*** DATA ***
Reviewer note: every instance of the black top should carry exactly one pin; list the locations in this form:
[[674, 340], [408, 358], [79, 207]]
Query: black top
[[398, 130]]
*** End of DATA ***
*** DATA ***
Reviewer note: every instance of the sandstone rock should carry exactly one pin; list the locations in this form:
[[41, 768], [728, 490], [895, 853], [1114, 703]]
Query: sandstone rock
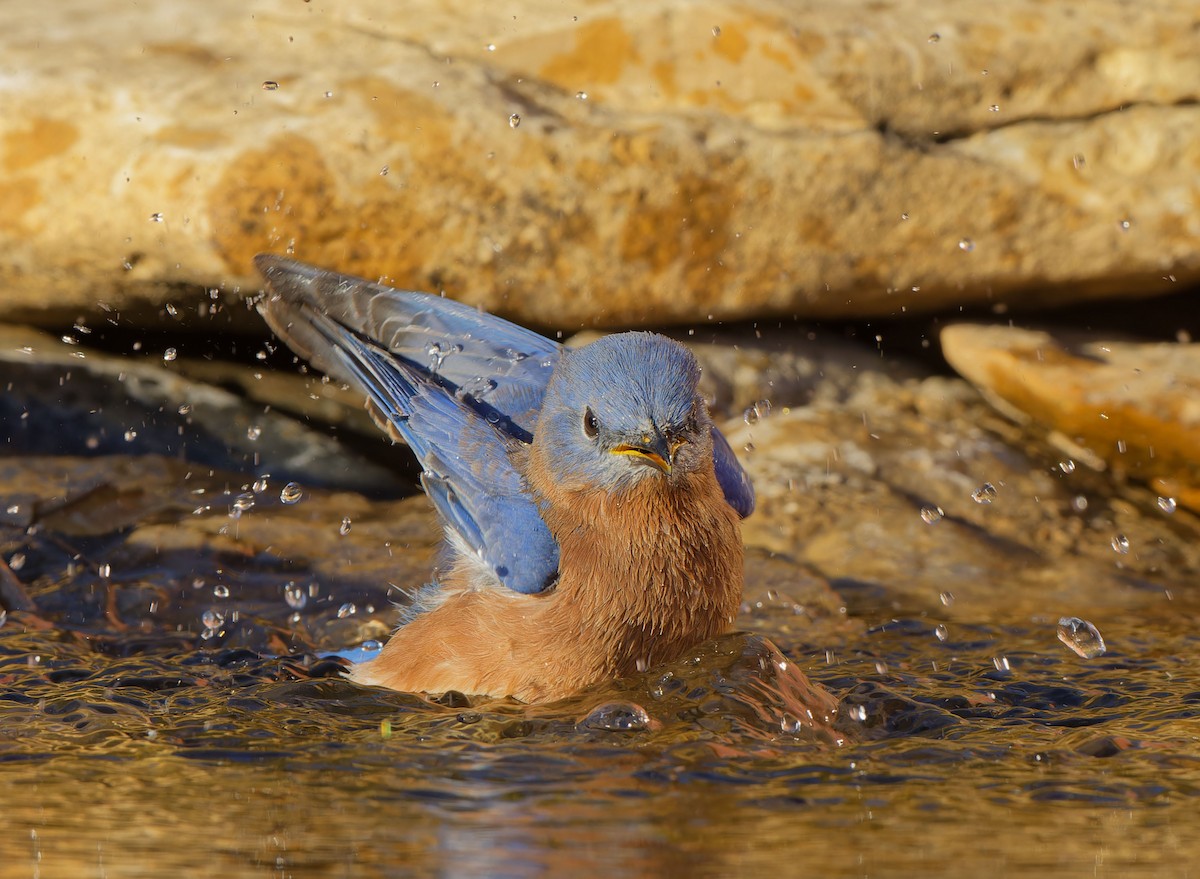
*** End of DATA ***
## TASK GOAL
Your task is to copy each line of the material that contains the word "instance".

## YOUR RESPONSE
Reviewer note: every instance of the black top should carry exactly one pin; list the locations in this form:
Reviewer note: every instance of the sandstone rock should carry exactly one pin; list the locations in this form:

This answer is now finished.